**WHAT IS BEING ASKED**
Reproduce every line of the data below, requests included, scaling each bounding-box coordinate in the answers by 0.95 and rounding to the nearest whole number, with halves rounded up.

**GIVEN DATA**
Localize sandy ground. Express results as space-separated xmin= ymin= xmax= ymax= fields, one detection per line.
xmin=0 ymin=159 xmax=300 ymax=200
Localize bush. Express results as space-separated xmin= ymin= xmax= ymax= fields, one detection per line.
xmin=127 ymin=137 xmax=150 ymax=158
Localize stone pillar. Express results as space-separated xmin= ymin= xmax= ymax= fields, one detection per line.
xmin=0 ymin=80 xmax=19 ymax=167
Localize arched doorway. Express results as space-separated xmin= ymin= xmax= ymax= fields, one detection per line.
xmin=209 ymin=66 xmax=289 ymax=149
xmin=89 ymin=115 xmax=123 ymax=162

**OUTPUT**
Localize sandy ground. Express results as space-separated xmin= ymin= xmax= ymax= fields, one detection per line.
xmin=0 ymin=151 xmax=285 ymax=190
Localize bush. Express results as space-separated xmin= ymin= xmax= ymax= fields, one detection per line.
xmin=121 ymin=130 xmax=143 ymax=150
Localize stone pillar. Express results as space-separated xmin= ymin= xmax= ymax= fields, one detection per line.
xmin=0 ymin=76 xmax=18 ymax=159
Localize arched doorway. Express results as space-separated xmin= ymin= xmax= ymax= fields, one detection per line.
xmin=199 ymin=63 xmax=275 ymax=142
xmin=85 ymin=109 xmax=117 ymax=154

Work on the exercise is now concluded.